SUPPLIED PASSAGE:
I manage a non-profit SAT prep center for high school juniors. I coach high school seniors through the college application process. And I teach incoming college students in a first-year writing course.
I’ve coached more than 60 high school students through vibrant essays for The Common Application.
In the summer program at Lexington Prep School, I serve as writing coach and classroom teacher for international high school students. Marie watched the devastation of Haiti from her backyard, as the buildings toppled in the valley below. David escaped a repressive religious community, because he wanted to read Jon Krakauer. Peter saw his grandfather’s name on the cover of Le Monde, accused of a terrible crime. Sophie designed school club to make and sell native crafts in her East African school. Mira failed in a Rube-Goldberg Invention contest, when her team lost interest in their project, but she learned to give her best, anyway. George stopped a gangfight in Russia, by carefully deescalating the situation for himself and his friends. I get to witness as these memories develop from sketchmarks to fully-formed and mature stories that reflect the character of the writer. When Matt Hurley gained entrance to a competitive program at The University of Virginia, he wrote: “Your suggestions made the quality of my essays go through the roof.”
During fall and spring semesters, I teach Gordon College’s The Great Conversation, on reading, thinking and writing. The small-group seminar course helps incoming students wrestle with questions of vocation and calling, while improving and clarifying writing skills.
Here are some testimonials from my students from the fall semester of 2011:
“On each of the personal essays, my teacher challenged me to further develop my thoughts and take my ideas from surface level generalizations into deeper ideas that reflected experience of my own life.” ~ Abigail N.

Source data
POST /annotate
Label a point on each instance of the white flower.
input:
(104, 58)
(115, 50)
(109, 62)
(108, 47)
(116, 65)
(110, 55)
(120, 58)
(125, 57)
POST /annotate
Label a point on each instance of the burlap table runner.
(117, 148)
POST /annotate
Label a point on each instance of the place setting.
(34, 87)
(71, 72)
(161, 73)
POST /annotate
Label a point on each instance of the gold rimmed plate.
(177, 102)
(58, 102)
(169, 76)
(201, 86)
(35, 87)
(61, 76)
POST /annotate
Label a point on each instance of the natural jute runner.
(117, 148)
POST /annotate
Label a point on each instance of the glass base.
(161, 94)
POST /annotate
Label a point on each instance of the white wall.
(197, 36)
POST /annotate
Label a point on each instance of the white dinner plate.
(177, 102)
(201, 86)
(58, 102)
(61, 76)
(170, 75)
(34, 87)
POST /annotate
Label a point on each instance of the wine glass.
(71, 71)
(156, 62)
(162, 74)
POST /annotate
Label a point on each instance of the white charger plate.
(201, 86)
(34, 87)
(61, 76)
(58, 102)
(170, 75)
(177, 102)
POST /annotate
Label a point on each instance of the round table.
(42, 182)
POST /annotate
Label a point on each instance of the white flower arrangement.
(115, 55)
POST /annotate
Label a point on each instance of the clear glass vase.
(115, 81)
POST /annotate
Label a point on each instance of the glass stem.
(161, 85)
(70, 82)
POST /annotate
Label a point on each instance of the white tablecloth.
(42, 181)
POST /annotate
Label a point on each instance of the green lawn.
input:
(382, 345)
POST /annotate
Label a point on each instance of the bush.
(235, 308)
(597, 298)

INSTRUCTIONS TO FOLLOW:
Quote the entire passage above about coaching and teaching writing, word for word.

TASK RESULT:
I manage a non-profit SAT prep center for high school juniors. I coach high school seniors through the college application process. And I teach incoming college students in a first-year writing course.
I’ve coached more than 60 high school students through vibrant essays for The Common Application.
In the summer program at Lexington Prep School, I serve as writing coach and classroom teacher for international high school students. Marie watched the devastation of Haiti from her backyard, as the buildings toppled in the valley below. David escaped a repressive religious community, because he wanted to read Jon Krakauer. Peter saw his grandfather’s name on the cover of Le Monde, accused of a terrible crime. Sophie designed school club to make and sell native crafts in her East African school. Mira failed in a Rube-Goldberg Invention contest, when her team lost interest in their project, but she learned to give her best, anyway. George stopped a gangfight in Russia, by carefully deescalating the situation for himself and his friends. I get to witness as these memories develop from sketchmarks to fully-formed and mature stories that reflect the character of the writer. When Matt Hurley gained entrance to a competitive program at The University of Virginia, he wrote: “Your suggestions made the quality of my essays go through the roof.”
During fall and spring semesters, I teach Gordon College’s The Great Conversation, on reading, thinking and writing. The small-group seminar course helps incoming students wrestle with questions of vocation and calling, while improving and clarifying writing skills.
Here are some testimonials from my students from the fall semester of 2011:
“On each of the personal essays, my teacher challenged me to further develop my thoughts and take my ideas from surface level generalizations into deeper ideas that reflected experience of my own life.” ~ Abigail N.